• What to produce: When you copy the entries, omit the images and keep every word as it is.
___ Records for the exercise ___
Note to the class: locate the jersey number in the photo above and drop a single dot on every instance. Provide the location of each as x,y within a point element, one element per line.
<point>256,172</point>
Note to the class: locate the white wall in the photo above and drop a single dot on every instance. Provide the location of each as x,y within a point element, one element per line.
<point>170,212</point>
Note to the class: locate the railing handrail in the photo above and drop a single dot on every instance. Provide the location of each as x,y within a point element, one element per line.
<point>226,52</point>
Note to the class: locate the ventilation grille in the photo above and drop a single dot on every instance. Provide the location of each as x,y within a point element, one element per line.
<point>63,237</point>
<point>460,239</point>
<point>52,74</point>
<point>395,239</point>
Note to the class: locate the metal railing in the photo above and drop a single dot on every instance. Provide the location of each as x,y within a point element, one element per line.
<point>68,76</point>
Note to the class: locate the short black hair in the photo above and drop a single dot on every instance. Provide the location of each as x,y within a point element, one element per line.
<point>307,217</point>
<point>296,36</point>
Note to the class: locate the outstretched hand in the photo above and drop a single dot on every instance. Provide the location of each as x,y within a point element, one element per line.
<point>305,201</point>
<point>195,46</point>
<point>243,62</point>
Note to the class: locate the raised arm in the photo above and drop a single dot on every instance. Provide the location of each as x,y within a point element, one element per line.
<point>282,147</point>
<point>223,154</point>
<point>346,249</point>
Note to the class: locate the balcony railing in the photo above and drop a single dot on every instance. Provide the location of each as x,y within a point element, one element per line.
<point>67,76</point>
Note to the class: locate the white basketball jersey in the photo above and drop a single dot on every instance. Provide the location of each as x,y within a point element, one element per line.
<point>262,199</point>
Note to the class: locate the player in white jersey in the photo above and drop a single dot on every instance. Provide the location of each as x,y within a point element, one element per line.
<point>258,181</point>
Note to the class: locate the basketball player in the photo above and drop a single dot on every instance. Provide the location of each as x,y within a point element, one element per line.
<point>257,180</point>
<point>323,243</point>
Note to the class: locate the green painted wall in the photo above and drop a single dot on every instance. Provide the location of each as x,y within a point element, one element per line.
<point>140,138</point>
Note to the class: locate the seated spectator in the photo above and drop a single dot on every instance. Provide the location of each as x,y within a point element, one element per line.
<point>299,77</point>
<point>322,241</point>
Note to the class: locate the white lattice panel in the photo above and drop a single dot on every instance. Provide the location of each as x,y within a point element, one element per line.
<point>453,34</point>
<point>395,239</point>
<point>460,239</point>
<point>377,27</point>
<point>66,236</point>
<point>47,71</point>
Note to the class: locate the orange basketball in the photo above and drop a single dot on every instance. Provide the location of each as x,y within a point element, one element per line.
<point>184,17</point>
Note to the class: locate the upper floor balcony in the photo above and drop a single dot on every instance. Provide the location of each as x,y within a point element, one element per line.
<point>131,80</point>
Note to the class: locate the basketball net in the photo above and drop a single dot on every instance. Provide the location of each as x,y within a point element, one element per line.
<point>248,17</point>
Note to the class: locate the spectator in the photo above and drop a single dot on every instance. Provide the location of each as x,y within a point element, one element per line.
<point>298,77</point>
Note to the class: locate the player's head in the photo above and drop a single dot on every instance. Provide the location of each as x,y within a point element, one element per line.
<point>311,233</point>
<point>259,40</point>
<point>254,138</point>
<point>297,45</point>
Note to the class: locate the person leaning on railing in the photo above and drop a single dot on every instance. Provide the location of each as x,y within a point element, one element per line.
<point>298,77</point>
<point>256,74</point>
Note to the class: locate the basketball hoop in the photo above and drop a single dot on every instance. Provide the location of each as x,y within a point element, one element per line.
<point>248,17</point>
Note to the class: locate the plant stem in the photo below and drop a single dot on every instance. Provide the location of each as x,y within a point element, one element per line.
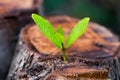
<point>64,53</point>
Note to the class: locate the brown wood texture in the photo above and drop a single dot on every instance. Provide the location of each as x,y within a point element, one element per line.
<point>14,14</point>
<point>94,56</point>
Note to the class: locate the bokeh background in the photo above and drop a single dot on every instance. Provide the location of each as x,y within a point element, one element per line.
<point>104,12</point>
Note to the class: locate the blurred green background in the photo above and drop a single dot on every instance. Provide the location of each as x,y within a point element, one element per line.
<point>104,12</point>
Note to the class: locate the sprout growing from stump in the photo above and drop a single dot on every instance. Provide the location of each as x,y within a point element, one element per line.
<point>58,37</point>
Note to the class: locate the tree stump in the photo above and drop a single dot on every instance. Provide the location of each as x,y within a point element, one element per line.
<point>94,56</point>
<point>13,15</point>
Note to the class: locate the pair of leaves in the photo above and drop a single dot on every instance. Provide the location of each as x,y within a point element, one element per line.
<point>57,38</point>
<point>47,29</point>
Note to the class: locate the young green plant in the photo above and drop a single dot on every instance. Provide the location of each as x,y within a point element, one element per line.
<point>58,37</point>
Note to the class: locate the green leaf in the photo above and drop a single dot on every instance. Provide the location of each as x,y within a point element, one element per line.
<point>77,31</point>
<point>60,30</point>
<point>47,29</point>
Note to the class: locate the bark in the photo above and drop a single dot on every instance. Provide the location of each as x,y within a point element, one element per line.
<point>13,16</point>
<point>95,55</point>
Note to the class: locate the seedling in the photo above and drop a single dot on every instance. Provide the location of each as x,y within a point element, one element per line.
<point>58,37</point>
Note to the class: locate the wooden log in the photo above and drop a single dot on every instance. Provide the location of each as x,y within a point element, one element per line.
<point>95,55</point>
<point>13,16</point>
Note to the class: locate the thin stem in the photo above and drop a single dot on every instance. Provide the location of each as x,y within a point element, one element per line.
<point>64,53</point>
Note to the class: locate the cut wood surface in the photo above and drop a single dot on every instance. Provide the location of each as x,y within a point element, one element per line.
<point>91,56</point>
<point>14,14</point>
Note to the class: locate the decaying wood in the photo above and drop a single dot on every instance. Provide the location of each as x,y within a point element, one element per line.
<point>14,14</point>
<point>95,55</point>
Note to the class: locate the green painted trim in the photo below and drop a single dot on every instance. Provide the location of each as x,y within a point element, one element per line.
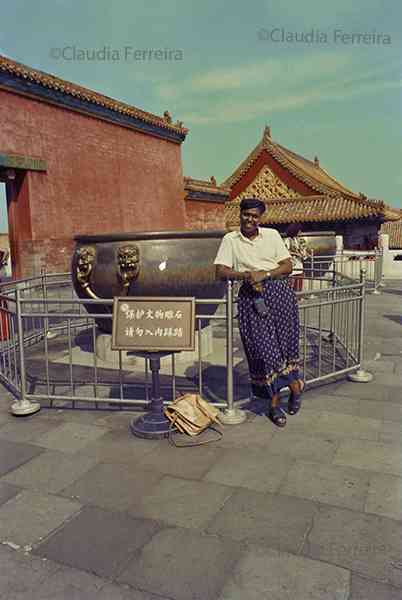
___
• Completed exercise:
Note to the class: locate the jersey number in the photo above and drop a single dot on every instance. Provide the location of each as x,y within a point element, one element per line.
<point>256,172</point>
Note to the class: locate the white wall in the photo above and drop a single dot on every instance. Provide the location of each as x,y within a point element, one element per line.
<point>170,212</point>
Note to the class: locate the railing handrail in the photo above and drop a single dot on every instance. Provide the location of each as x,y within a point element, one element per line.
<point>226,52</point>
Note to the class: locate the ventilation grille in the photo above and drop a single dot on every instance. Provide the location of each as x,y within a point element, one element per line.
<point>63,237</point>
<point>460,239</point>
<point>52,74</point>
<point>395,239</point>
Note to the class: locate the metal railing in the photo above and drop a single dot on every instance. Provide the location of each as x,y within a point element, one element per line.
<point>68,76</point>
Note to the class: locate the short black hair in the photo above and drop a single dot on every instance. Provide the location of each as x,y within a point element, one element per line.
<point>307,217</point>
<point>296,36</point>
Note to the class: locate the outstretched hand in the photo above and drop a single dot on every instance. Provide the location of each as x,y within a point element, one element per line.
<point>305,201</point>
<point>195,46</point>
<point>243,62</point>
Note to the class: locate the raised arm in the photo above and drop a single dot on every instance. Provide the location of each as x,y within a point element, one element per line.
<point>282,147</point>
<point>223,154</point>
<point>346,249</point>
Note to the class: locate the balcony railing in the photo above and drop a single dot on every instance. Provide the location of each as x,y within a point element, one element per line.
<point>67,76</point>
Note to the class: locate the white basketball jersey in the photo above and drop a single dot on every instance. Provide the location of each as x,y within a point element, one element per line.
<point>262,199</point>
Note to the class: locate the player in white jersey in the photo above and drop a single dot on every instance. Provide the location of each as x,y within a point element, one element per line.
<point>258,181</point>
Note to the class: locate the basketball player in the photo above and drop a single dot on every instance. Provide the location of each as x,y within a point element, one element per line.
<point>257,180</point>
<point>323,243</point>
Note to the class: locate the green painted wall in the photo above and drop a single dot on every instance. Provide the location of each as x,y within a point element, one element per line.
<point>140,138</point>
Note to the class: locate the seated spectator in the photo above and drop a single dot on every instance. Provide the location of each as x,y within a point element, one element per line.
<point>299,77</point>
<point>322,241</point>
Note to the class: locate the white lattice panel in the photo above and drop a single dot on every instance. Provide the location of each as x,y within a point element, one element per line.
<point>453,34</point>
<point>395,239</point>
<point>460,239</point>
<point>377,27</point>
<point>66,236</point>
<point>47,71</point>
Note to the class: locate the orange basketball in the photo above and drop a single dot on every instance. Provide the location of each as x,y within a point element, one element per line.
<point>184,17</point>
Note to the class: locate the upper floor balcony in the photo above and drop a single dot on every instance. Provide the location of each as x,y within a point element, one element per line.
<point>131,80</point>
Note to the class: locate the basketball net in the photo above and drop a single dot on every instance. Provide the location of each as x,y within a point element, one element per line.
<point>248,17</point>
Note to the class: locate the spectator in the photo above and drop a single dot on every instance. Provide the location of each as x,y within a point element, one element per line.
<point>298,77</point>
Note to the class: locate the player's head in the photo above and drop a single dot on every instance. Provide the location of each as x,y within a point element, one element per line.
<point>311,233</point>
<point>259,40</point>
<point>254,138</point>
<point>297,45</point>
Note to the class: locate the person leaning on railing in the photo above and drop a single dot on every instance. Provide the location of each as x,y within a point element, one element per line.
<point>298,77</point>
<point>256,74</point>
Note to the class: locate the basketball hoop in the photo above and drop a single dot on every instance. Provide the location of each as x,y within a point element, one element per line.
<point>248,17</point>
Note to the class: locate the plant stem in the photo below and drop a single dot on every instance. Provide the location of each as x,y within a point element, one element per line.
<point>64,53</point>
Note to the class: locate the brown wood texture in the photo above and drop a single dot on every instance. Provide the location of each as x,y within a point element, one element per line.
<point>14,14</point>
<point>94,56</point>
Note to the class: locate the bokeh background in the photo above and drop a single dot on every instance. Provide the location of each as x,y within a point element, one element per line.
<point>104,12</point>
Note to the class: locate the blurred green background in the photo above and drop a single dot on every instance. Provide the location of each as x,y within a point element, one element per line.
<point>104,12</point>
Note to the class: locate the sprout growing from stump in the photo above and drop a single dot on every instance. Provide the location of each as x,y within a point element, one element per line.
<point>58,37</point>
Note to the class: locate the tree stump in the photo above and drop a single dot on every instance. Provide the location of each as x,y within a point element, one element per line.
<point>94,56</point>
<point>13,15</point>
Note to the class: locate the pair of leaves in the photo above and drop a single dot on every instance. Provide the location of each as x,y within a point element, one element per line.
<point>57,38</point>
<point>47,29</point>
Note to the class: locate the young green plant in the photo above and drop a single dot on every instance. Provide the location of each as x,y within a point element, one element per line.
<point>58,37</point>
Note to the class: locate the green leaf in the photo above and drop a single dot on every instance. Provide the location of each as x,y within a point element, one element per line.
<point>77,31</point>
<point>60,30</point>
<point>47,29</point>
Note to the class: locate the bark in the photo above and drop a single dot on every instance. Provide the location of each as x,y within a point element, one element per line.
<point>13,16</point>
<point>95,55</point>
Note to the class: locate the seedling in the photo above and drop a single dot on every instance. Provide the location of each as x,y within a point element, one element per line.
<point>58,37</point>
Note to the class: locate the wooden log in the photo above and drop a single dot on every instance. Provide the location of each as x,y within a point element, one element per line.
<point>95,55</point>
<point>13,16</point>
Note to the class: locate the thin stem in the photo above and drop a single dot on every instance. Provide the location of each as x,y within a point element, one element per line.
<point>64,53</point>
Note to the class: locate the cut wood surface in the photo above and drop a single dot on every instance. Provide the location of each as x,y within a point element, one element per line.
<point>91,56</point>
<point>14,14</point>
Note to the class: locate the decaying wood in the photo above and drop a single dot on every instance. Provide the location of each as x,y within a point element, one element per line.
<point>14,14</point>
<point>95,55</point>
Note to the class: locate the green painted trim in the photo below and drop a single dot on every instance. Provide the location of each as x,y within a point element, one element per line.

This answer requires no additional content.